Every line of the records below should be restated exactly.

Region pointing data
******
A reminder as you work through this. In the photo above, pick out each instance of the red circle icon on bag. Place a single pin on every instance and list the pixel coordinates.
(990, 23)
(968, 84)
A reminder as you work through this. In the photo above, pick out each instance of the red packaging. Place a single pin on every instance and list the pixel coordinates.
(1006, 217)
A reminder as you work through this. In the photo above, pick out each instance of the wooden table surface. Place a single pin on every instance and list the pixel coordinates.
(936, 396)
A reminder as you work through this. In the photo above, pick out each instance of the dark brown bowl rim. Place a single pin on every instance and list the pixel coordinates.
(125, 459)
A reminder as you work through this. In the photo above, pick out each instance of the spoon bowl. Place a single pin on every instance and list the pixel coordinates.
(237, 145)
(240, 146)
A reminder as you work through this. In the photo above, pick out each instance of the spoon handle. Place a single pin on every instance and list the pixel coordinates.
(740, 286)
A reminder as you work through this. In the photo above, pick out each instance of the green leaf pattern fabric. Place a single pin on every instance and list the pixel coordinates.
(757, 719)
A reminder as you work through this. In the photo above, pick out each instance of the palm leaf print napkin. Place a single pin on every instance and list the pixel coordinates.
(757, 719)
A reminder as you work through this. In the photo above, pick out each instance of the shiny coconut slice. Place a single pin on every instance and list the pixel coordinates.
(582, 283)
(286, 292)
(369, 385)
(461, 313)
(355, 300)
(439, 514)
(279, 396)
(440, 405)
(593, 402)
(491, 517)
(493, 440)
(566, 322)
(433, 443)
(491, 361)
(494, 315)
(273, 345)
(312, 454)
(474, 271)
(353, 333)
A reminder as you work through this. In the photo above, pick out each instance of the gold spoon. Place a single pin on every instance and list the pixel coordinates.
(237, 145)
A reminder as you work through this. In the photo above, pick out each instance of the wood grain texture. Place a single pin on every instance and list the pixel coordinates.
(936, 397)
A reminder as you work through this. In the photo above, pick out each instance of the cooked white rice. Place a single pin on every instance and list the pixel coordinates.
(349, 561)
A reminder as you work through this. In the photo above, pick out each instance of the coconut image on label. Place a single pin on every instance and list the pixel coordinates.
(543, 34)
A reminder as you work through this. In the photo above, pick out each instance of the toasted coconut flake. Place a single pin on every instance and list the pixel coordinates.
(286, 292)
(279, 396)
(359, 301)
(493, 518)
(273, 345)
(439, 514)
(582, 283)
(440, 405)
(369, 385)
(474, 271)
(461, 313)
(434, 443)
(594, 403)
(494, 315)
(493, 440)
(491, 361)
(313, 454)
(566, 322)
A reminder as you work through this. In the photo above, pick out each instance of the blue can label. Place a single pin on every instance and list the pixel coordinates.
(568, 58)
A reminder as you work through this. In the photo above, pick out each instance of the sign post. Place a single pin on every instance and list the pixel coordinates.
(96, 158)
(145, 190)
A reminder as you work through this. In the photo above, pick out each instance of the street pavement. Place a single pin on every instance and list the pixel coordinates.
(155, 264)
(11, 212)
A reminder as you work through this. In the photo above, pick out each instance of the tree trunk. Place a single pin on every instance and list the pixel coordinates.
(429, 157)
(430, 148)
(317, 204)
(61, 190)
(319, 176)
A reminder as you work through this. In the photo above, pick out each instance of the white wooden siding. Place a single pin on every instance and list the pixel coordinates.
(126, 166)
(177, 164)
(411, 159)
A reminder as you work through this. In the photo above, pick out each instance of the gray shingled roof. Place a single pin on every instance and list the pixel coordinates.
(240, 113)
******
WRITTEN ANSWER
A reminder as you work through this. In the photo above, pick out each instance of the red circle icon on bag. Place a single pin on every instance and list the pixel coordinates.
(990, 23)
(968, 84)
A reminder as you work through this. In the photo above, pick out each instance of the red packaging. Place a single pin on every instance and list the pixel coordinates.
(1006, 217)
A reminder as you work through this. In the photo above, pick out each instance of the wooden table surface. Place a single pin on every instance and list the pixel coordinates.
(936, 396)
A reminder as you work through this. In the photo above, pick out each instance of the dark brown bowl rim. Place a single pin on every instance and list the pixel coordinates.
(125, 459)
A reminder as you work through this. In the photo above, pick out each instance of the spoon bowl. Place a single pin on every instance and list the pixel coordinates.
(237, 145)
(240, 146)
A reminder as you work through this. In the photo above, pick out each instance of the spoon handle. Place a single pin on every instance and list the pixel coordinates.
(740, 286)
A reminder as you work through this. In the photo above, pick out each instance of the green leaf pattern fabric. Place a single pin on every instance and list the pixel coordinates.
(757, 719)
A reminder as you work through this. In the photo above, pick out each instance of the palm leaf print napkin. Place a single pin on every instance and list the pixel coordinates.
(757, 719)
A reminder as you work through this. In the photo above, pick out each instance of the shiny coconut slice. Place a single pin on every instance and list the pixel coordinates.
(582, 283)
(286, 292)
(369, 385)
(461, 313)
(355, 300)
(439, 514)
(279, 396)
(440, 405)
(593, 402)
(491, 517)
(493, 440)
(566, 322)
(433, 443)
(491, 361)
(494, 315)
(273, 345)
(312, 454)
(474, 271)
(353, 333)
A reminder as you work through this. In the photo above, pick out each instance of the gold spoon. Place a single pin on every instance and list the pixel coordinates.
(237, 145)
A reminder as you work through this. In the photo above, pick out each instance of the wood grain texture. Place a single pin on every instance and list the pixel coordinates.
(936, 397)
A reminder as you work through this. In the photo above, pick out each instance of the cooked white rice. Place a single pin on every instance and list the pixel coordinates.
(349, 561)
A reminder as you work through this. In the photo above, pick out each instance of the coconut image on label. Place a single pin on every instance and list the pixel coordinates.
(543, 34)
A reminder as you work through this. In the photo above, pick out each instance of the toasted coconut flake. Place a single pin on every instance and list the pixel coordinates.
(286, 292)
(279, 396)
(359, 301)
(493, 518)
(273, 345)
(439, 514)
(582, 283)
(440, 405)
(369, 385)
(474, 271)
(461, 313)
(434, 443)
(594, 403)
(494, 315)
(493, 440)
(491, 361)
(313, 454)
(566, 322)
A reminder as you work through this. In the photo above, pick out each instance of the blue can label. Place a single pin on every instance and list the pixel coordinates.
(568, 58)
A reminder as you work through this. In the photo above, pick out each instance of the sign post. Place a single pin on every instance and list the pixel coordinates.
(96, 158)
(145, 190)
A reminder as you work through this. In the photo above, pick out each instance of the street pavement. Place a single pin on every instance and list the pixel coordinates.
(155, 264)
(11, 212)
A reminder as you work through this. In the photo above, pick out each instance of the tree trunk. Place a single pin on every instance and list the pixel coordinates.
(429, 157)
(430, 148)
(317, 204)
(61, 190)
(319, 176)
A reminder as you work through this. In the photo above, pick out each instance of the white wooden siding. Place a single pin on every instance and list the pixel coordinates.
(126, 166)
(177, 164)
(411, 159)
A reminder as you work through this. In the photo above, pick out each instance of the gray shingled roof. Place a single pin on every instance and list the pixel coordinates.
(240, 113)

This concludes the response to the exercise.